===== Text under study

August Borms (14 April 1878 – 12 April 1946) was a Flemish nationalist politician active in Belgium during the first half of the twentieth century. He belonged to the far-right of the Flemish movement. Borms collaborated with Germany during both the First and Second World Wars and was sentenced to death at the end of each conflict. He was not executed however until 1946, having had his sentence quashed the first time.

==First World War==
Borms was a prominent figure in Antwerp and served as a professor at the Royal Lycee in the city. He was part of a Flemish delegation to Berlin in 1917 that sought to work with the Germans and was instrumental in the establishment of the Raad van Vlaanderen, a provisional assembly body that ratified collaboration with Germany by asking them to oversee the separation of Flemish government apparatus from that of Belgium. In 1918 this body declared the independence of Flanders with Borms as the leader of the new government. Although he collaborated closely with Germany, Borms did not support unity with that country, insisting that he was working with the Germans only to facilitate the establishment of a fully independent Flanders that would nonetheless be allied to Germany.

==========

Assignment A:
Decide whether each statement agrees with the passage on August Borms, answering yes or no and quoting the words of the passage that settle it: (i) Borms was executed after his first death sentence; (ii) in 1917 Borms traveled to Berlin as a member of a Flemish delegation; (iii) Borms favored unity between Flanders and Germany.
Assignment B:
Carry on the passage on August Borms, beginning after its last sentence.

===== Given entries

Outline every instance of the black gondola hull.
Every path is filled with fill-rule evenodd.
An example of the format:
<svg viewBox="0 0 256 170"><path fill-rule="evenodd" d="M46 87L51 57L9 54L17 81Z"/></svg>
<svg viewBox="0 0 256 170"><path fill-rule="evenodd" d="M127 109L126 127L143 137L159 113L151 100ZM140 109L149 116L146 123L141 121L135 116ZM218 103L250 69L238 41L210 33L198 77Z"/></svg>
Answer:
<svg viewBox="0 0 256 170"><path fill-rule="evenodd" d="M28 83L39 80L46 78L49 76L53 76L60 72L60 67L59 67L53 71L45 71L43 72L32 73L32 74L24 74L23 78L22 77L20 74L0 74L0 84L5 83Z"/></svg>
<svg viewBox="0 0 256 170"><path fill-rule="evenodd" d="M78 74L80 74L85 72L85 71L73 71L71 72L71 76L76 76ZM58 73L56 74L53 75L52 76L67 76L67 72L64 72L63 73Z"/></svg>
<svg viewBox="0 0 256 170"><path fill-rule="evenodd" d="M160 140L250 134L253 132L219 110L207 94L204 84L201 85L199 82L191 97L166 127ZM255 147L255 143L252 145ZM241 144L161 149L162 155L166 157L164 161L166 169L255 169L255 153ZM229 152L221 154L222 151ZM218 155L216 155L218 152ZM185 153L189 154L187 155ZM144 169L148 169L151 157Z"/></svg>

==========

Exercise result A:
(i) No: "having had his sentence quashed the first time."
(ii) Yes: "He was part of a Flemish delegation to Berlin in 1917"
(iii) No: "Borms did not support unity with that country"

Exercise result B:
==Inter-war activity==
Borms was initially sentenced to death for his collaboration with the Germans. After an intervention from a sympathetic cleric attached to the German Foreign Ministry, Papal nuncio Eugenio Pacelli (who later became pope as Pius XII) intervened in support of Borms, writing a letter to the Belgian authorities that presented the Flemish leader as an idealist and argued that his frequent visits to Germany during the war had been to see Flemish prisoners rather than to discuss collaboration. He added that Borms was a staunch Roman Catholic who had never attacked the church, something that should be taken into account by an avowedly Catholic country like Belgium. As a result of this and other campaigns his sentence was commuted to life imprisonment.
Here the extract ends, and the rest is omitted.